Items from a dataset

--- START ---

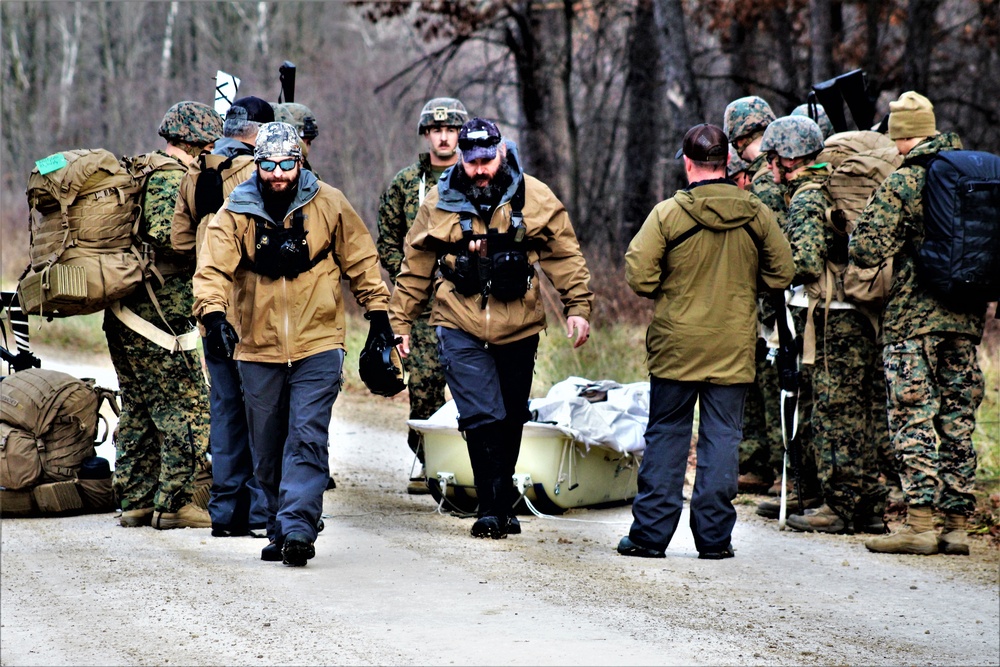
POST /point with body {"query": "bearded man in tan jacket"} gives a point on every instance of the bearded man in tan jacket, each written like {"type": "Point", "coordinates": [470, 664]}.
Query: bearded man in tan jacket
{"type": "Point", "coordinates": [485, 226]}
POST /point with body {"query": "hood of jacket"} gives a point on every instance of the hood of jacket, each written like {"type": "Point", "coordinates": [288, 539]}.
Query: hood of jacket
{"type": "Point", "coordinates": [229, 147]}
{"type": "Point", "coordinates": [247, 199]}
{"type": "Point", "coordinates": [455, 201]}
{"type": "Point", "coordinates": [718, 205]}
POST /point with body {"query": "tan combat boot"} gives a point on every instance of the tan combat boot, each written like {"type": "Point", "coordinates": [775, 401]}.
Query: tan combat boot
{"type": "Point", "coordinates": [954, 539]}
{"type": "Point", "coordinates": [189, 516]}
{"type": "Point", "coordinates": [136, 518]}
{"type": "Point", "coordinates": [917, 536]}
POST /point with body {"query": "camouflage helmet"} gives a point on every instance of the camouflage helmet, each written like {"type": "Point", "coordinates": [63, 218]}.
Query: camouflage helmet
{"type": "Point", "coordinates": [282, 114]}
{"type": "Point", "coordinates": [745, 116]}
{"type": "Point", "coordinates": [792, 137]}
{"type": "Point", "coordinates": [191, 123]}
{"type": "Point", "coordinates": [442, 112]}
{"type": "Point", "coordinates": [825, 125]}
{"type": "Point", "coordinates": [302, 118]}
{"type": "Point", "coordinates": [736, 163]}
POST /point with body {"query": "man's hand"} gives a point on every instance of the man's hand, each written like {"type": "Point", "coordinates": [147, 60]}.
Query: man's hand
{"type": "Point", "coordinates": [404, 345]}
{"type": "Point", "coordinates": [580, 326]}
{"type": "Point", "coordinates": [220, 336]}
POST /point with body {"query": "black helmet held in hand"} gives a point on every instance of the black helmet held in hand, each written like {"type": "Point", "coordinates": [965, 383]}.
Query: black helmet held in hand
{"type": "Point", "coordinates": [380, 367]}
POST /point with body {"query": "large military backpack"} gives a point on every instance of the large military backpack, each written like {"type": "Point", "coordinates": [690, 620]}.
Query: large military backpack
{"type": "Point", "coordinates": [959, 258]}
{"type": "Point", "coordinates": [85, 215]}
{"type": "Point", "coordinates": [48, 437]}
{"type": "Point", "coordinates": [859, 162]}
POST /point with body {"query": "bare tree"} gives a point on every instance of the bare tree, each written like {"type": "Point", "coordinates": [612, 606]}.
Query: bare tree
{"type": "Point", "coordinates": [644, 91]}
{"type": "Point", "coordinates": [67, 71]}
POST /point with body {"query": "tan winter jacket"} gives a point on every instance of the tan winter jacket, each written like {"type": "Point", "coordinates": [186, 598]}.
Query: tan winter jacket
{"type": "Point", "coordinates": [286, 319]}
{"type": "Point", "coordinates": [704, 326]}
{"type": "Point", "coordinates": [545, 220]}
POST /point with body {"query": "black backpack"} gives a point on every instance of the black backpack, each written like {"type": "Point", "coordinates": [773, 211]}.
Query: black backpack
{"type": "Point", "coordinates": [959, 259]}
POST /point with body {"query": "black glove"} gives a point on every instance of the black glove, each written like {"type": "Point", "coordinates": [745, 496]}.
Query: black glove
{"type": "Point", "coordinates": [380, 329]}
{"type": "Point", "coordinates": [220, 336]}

--- END ---
--- START ---

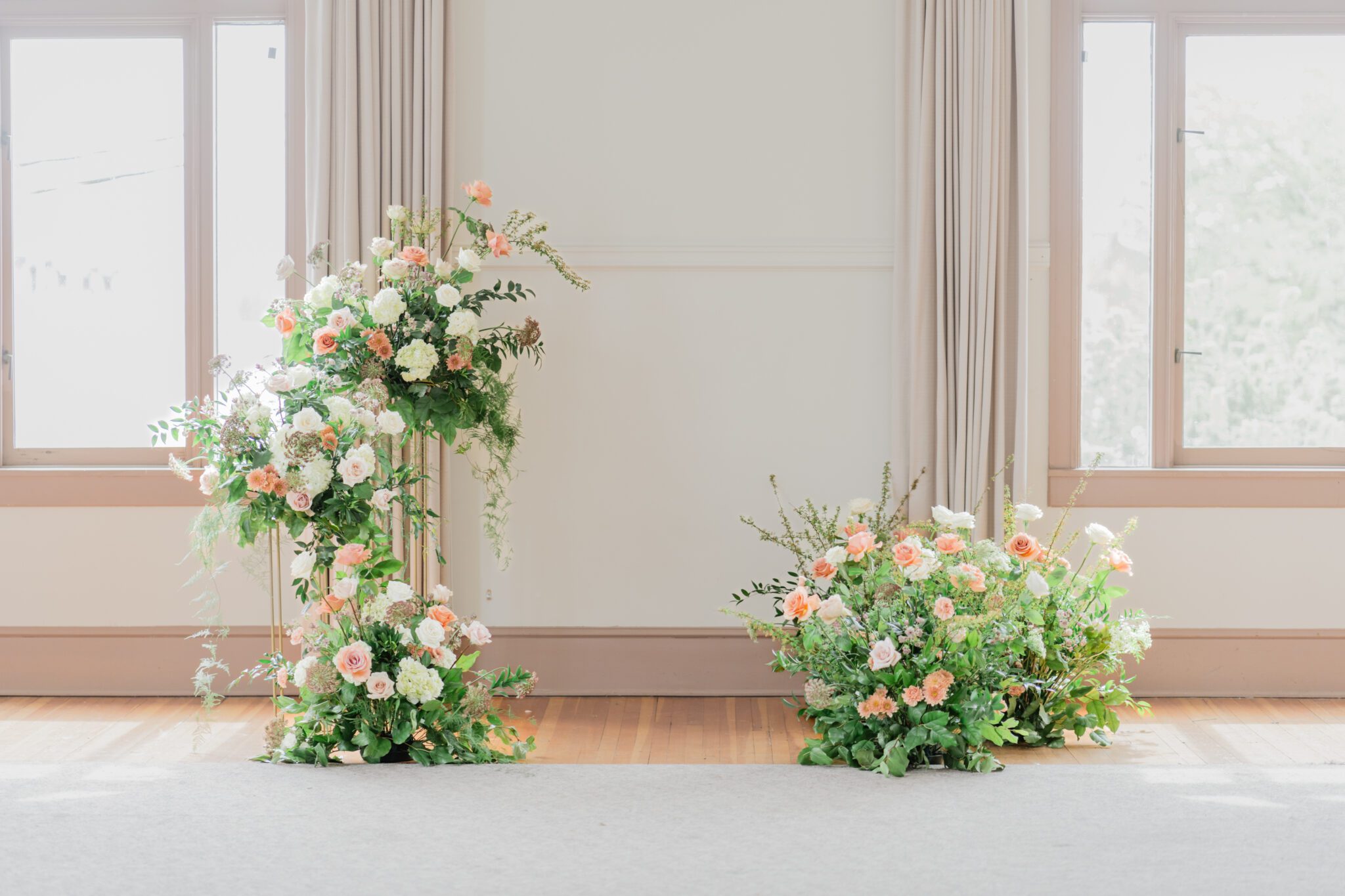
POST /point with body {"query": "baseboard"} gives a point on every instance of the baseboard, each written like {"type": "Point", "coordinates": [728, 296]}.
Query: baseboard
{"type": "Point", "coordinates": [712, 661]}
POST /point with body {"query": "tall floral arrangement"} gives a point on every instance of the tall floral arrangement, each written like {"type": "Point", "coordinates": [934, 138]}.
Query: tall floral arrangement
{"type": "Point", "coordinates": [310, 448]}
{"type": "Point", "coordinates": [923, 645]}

--- END ---

** Task to carry out **
Pick out each line in the listing above that contains the string "large" and copy those lines. Matching is case-sensitive.

** Answer to the task **
POST /point with body {"query": "large military backpack"} gives a point on every instance of the large military backpack, each written like {"type": "Point", "coordinates": [690, 620]}.
Query: large military backpack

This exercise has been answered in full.